Referring expression data:
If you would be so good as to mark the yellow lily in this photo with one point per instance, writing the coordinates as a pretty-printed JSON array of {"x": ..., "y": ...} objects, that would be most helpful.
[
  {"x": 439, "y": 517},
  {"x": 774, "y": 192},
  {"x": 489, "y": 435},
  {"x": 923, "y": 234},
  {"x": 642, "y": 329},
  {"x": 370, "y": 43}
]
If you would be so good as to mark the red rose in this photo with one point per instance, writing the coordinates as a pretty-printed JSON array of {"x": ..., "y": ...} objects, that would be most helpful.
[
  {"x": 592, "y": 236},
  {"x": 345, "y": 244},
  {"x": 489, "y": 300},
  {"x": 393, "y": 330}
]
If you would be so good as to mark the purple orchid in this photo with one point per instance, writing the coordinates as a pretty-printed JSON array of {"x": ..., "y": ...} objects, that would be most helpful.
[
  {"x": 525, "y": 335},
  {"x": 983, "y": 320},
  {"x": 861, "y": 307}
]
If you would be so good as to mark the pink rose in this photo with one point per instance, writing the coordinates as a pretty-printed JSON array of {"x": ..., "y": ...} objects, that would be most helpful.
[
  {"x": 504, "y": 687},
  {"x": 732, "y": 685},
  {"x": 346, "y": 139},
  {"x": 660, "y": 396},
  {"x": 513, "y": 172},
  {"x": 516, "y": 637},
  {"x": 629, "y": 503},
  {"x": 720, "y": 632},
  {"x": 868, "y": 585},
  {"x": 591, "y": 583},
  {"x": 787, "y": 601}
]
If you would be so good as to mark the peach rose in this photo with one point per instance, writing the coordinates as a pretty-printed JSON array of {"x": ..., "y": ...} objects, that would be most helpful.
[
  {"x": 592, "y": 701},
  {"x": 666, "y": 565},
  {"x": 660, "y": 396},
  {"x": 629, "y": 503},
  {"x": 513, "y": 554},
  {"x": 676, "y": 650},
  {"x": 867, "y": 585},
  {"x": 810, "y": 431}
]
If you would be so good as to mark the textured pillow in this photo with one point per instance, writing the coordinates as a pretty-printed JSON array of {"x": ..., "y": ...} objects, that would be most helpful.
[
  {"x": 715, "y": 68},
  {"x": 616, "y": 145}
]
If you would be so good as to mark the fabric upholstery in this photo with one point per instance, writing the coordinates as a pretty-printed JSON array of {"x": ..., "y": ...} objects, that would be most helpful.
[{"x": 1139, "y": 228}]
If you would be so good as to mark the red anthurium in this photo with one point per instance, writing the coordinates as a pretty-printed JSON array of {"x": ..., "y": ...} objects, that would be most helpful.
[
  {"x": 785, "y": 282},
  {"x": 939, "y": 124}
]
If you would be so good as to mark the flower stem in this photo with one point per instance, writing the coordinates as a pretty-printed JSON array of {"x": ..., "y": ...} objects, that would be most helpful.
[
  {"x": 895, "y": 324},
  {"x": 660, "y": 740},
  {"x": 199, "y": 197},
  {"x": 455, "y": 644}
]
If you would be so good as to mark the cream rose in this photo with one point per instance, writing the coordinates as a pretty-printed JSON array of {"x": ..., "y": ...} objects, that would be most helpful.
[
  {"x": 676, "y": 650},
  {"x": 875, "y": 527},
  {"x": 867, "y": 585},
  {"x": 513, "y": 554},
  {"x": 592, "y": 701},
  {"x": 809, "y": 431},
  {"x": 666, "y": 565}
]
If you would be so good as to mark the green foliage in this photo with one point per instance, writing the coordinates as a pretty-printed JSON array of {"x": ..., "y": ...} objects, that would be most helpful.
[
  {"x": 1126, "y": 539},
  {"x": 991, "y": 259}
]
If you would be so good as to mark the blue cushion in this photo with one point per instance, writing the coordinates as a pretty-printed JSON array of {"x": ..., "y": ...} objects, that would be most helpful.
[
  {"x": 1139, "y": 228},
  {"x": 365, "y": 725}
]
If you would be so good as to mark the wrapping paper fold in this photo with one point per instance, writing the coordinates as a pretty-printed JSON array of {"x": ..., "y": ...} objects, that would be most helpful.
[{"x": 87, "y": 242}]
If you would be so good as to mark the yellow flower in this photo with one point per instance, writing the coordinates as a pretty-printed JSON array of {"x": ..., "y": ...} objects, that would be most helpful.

#### WHAT YOU SHOULD DO:
Say every entry again, exactly as it reads.

#### REPLY TO THE TASK:
If you would be so good as to mark the yellow lily in this photo with one point per instance, writing the coordinates as a pretty-printed JSON array of {"x": ..., "y": ...} objects, that would be most helpful.
[
  {"x": 439, "y": 517},
  {"x": 774, "y": 192},
  {"x": 489, "y": 435},
  {"x": 923, "y": 234},
  {"x": 642, "y": 329},
  {"x": 370, "y": 43}
]
If you would be so good as to mark the red rose in this photo with one point per instance, writing the coordinates as a pretty-printed JSON array of {"x": ..., "y": ...} objects, that would be most helpful.
[
  {"x": 592, "y": 236},
  {"x": 345, "y": 244},
  {"x": 489, "y": 300},
  {"x": 393, "y": 330}
]
If you would be so good as to mark the purple orchid in this photo with one point per instance, writing the coordinates as a pretty-printed JSON array of {"x": ..., "y": ...} objects, that would be most helpful.
[
  {"x": 525, "y": 335},
  {"x": 983, "y": 320},
  {"x": 861, "y": 307}
]
If you would be so good as to mark the pink rose in this photo with one point per instance, writing the coordinates as a pretty-printed JSON array of {"x": ..., "y": ...} objects, that would be most helpful.
[
  {"x": 504, "y": 687},
  {"x": 732, "y": 685},
  {"x": 346, "y": 139},
  {"x": 660, "y": 396},
  {"x": 513, "y": 172},
  {"x": 516, "y": 637},
  {"x": 629, "y": 503},
  {"x": 720, "y": 632},
  {"x": 868, "y": 585},
  {"x": 591, "y": 583},
  {"x": 787, "y": 601}
]
If you would be so good as to mark the peach rose in this photo with one point per instance, writing the coordinates as a pretty-printed JSON array of {"x": ..., "y": ...} objects, that would be most helpful.
[
  {"x": 592, "y": 701},
  {"x": 666, "y": 565},
  {"x": 660, "y": 396},
  {"x": 629, "y": 503},
  {"x": 513, "y": 554},
  {"x": 676, "y": 650},
  {"x": 867, "y": 585},
  {"x": 810, "y": 431}
]
If you would be so good as to mark the textured pillow in this photo with one point per instance, writing the coordinates as a pretty-printed JSON array of {"x": ..., "y": ...} objects, that would be most helpful.
[
  {"x": 715, "y": 68},
  {"x": 616, "y": 145}
]
If you would be so good as to mark the fabric upholstery in this photo with one point per instance, writing the coordinates as a pretty-printed JSON array of {"x": ..., "y": ...} objects, that would be most helpful.
[{"x": 1139, "y": 228}]
If you would be so good as to mark the red anthurium in this photo with one point per instance, writing the coordinates as a pretty-printed JSON array of {"x": ..., "y": ...} objects, that would be most helpful.
[
  {"x": 785, "y": 282},
  {"x": 939, "y": 124}
]
If you would be so good as to mark the flower stem in this photo with one point per instance, writing the coordinates as a pretty-printed JSON array of {"x": ..., "y": ...} objects, that would be most helpful.
[
  {"x": 895, "y": 324},
  {"x": 660, "y": 740},
  {"x": 199, "y": 197},
  {"x": 455, "y": 644}
]
If you would be so good as to mark the cream rose in this photo with one point per instance, writing the coordinates as a pretty-printed JSON array of {"x": ..., "y": ...} objects, that would be most helpful.
[
  {"x": 676, "y": 650},
  {"x": 875, "y": 527},
  {"x": 867, "y": 585},
  {"x": 513, "y": 554},
  {"x": 592, "y": 701},
  {"x": 809, "y": 431},
  {"x": 666, "y": 565}
]
If you would be so good as to mark the green foliage in this photo with one point per instance, writing the coordinates as a pretty-printed JSON array of {"x": ..., "y": ...} objects, that would be most helpful.
[
  {"x": 1126, "y": 539},
  {"x": 991, "y": 259}
]
If you would be so good as to mark the blue cushion in this photo with one point per instance, writing the coordinates as a pretty-printed JSON array of {"x": ..., "y": ...} objects, that would be most helpful.
[
  {"x": 1139, "y": 228},
  {"x": 365, "y": 725}
]
If you would be so good as to mark the wrapping paper fold in this photo with one point per instance, writing the coordinates as a pretty-printed JSON array of {"x": ..., "y": ...} objects, that would be most helpful.
[{"x": 87, "y": 242}]
If you would be so good as to mark the yellow flower in this photo with one point per instance, writing the coordinates as a pretty-printed JSON array of {"x": ..., "y": ...} objects, that would be most helpful.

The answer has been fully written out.